> _Your goal_
Reproduce, word for word, the stretch of items from the very start through the line containing "[1031, 575]".
** Begin **
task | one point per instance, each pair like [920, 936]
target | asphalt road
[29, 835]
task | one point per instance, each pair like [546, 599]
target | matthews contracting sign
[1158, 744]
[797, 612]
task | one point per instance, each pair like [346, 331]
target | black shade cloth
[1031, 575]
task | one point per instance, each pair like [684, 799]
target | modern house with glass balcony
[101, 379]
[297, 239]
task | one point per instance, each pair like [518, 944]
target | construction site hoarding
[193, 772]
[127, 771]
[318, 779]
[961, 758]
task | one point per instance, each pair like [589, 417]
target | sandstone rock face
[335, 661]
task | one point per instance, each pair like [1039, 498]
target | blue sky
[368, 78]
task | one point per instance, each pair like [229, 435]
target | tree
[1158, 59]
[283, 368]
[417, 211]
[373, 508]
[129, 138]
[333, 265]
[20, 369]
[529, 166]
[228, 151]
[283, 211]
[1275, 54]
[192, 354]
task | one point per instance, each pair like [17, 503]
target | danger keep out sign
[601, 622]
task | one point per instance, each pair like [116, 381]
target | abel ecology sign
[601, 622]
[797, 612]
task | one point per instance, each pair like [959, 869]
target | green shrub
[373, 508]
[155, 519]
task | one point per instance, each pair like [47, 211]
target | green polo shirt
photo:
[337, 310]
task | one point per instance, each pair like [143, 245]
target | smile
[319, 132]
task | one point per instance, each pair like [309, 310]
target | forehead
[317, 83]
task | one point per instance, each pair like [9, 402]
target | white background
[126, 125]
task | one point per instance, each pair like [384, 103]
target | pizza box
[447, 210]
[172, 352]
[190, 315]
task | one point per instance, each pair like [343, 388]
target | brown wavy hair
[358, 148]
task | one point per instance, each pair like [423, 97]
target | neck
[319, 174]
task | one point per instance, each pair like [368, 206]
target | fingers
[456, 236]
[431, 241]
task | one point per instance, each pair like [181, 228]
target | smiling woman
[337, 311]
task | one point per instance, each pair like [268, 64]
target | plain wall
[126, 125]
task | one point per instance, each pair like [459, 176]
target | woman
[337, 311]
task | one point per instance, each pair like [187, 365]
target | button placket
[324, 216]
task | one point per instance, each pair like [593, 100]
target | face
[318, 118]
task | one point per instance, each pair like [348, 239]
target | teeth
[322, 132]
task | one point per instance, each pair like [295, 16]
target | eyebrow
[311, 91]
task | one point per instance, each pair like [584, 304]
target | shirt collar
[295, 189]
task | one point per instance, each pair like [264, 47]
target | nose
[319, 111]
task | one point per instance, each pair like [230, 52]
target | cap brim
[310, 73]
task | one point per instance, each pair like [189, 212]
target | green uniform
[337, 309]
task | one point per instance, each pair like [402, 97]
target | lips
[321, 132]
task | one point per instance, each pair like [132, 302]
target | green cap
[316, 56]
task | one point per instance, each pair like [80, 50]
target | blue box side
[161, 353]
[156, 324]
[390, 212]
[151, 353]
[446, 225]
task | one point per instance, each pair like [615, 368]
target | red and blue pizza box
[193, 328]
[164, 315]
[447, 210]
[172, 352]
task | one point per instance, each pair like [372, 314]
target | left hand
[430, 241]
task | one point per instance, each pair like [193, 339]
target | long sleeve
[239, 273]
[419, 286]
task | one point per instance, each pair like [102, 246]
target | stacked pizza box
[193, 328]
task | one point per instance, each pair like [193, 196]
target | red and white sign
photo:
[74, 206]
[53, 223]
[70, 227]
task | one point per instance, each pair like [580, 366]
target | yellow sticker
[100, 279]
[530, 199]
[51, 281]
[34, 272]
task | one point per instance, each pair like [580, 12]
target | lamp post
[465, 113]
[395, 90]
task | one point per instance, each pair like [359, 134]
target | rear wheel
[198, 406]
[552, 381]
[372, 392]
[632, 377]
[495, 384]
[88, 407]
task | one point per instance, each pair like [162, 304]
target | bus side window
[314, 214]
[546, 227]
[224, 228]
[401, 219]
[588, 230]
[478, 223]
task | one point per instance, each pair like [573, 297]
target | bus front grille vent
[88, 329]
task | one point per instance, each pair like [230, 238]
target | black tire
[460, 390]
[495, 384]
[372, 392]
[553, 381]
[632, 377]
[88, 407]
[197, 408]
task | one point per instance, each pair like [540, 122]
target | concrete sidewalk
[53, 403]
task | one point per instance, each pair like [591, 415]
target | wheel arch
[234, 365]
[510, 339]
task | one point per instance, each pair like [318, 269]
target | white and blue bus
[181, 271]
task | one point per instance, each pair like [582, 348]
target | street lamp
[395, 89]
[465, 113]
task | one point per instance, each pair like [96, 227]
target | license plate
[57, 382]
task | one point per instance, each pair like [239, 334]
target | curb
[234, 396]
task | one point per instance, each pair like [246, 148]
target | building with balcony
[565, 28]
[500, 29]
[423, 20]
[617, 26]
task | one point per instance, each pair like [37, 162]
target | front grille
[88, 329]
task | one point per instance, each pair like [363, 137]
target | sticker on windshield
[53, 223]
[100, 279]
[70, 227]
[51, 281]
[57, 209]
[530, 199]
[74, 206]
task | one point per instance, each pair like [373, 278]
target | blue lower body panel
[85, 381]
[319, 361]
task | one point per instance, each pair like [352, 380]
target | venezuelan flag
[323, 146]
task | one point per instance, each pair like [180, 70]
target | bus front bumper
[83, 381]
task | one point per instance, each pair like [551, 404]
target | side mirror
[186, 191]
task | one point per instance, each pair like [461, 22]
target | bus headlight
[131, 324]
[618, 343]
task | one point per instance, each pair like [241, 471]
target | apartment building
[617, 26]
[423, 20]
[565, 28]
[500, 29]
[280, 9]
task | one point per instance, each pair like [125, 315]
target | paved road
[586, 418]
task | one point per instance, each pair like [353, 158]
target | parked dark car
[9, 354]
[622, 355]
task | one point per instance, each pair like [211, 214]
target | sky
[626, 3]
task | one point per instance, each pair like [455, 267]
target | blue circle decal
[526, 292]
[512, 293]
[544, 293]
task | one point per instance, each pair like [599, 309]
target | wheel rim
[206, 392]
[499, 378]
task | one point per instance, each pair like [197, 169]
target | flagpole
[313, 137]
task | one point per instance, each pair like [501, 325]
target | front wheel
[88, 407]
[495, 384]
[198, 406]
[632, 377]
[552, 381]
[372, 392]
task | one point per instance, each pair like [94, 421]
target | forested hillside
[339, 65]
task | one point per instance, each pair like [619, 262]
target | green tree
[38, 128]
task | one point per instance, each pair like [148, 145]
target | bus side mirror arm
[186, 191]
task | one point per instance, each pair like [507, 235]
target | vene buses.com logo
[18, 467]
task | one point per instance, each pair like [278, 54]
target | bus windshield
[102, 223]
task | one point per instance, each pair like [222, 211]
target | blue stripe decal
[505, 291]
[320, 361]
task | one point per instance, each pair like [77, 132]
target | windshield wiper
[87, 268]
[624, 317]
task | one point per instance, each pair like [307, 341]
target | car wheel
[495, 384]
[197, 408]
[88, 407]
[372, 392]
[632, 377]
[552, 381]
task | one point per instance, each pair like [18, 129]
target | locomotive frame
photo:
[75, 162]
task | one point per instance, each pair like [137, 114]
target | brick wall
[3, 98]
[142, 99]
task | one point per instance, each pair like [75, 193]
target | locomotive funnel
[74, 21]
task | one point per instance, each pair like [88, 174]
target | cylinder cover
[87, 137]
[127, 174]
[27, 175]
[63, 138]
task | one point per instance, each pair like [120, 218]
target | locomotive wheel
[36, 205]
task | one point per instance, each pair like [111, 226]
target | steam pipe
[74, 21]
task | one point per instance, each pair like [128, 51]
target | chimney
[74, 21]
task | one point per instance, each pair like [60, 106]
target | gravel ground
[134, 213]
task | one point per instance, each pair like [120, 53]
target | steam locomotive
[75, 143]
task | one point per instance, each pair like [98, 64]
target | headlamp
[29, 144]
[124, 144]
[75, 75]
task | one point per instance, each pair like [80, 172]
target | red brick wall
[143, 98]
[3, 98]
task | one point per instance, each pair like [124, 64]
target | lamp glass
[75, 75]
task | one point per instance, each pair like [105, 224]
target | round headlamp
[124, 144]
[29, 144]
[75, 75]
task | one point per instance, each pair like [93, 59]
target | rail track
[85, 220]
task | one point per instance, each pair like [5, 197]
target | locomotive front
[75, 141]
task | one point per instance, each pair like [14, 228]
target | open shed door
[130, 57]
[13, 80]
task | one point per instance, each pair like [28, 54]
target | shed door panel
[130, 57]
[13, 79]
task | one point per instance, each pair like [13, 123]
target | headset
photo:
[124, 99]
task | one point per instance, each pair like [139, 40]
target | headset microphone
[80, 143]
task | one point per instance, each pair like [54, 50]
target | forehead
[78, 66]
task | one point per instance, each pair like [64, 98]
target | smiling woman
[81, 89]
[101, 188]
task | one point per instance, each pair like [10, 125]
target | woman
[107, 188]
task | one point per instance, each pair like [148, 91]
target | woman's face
** End **
> _The reply_
task | one point per instance, each pair like [920, 936]
target | asphalt road
[29, 835]
task | one point per instance, each pair like [546, 599]
target | matthews contracting sign
[1158, 744]
[797, 612]
task | one point per instance, each pair like [346, 331]
target | black shade cloth
[1031, 575]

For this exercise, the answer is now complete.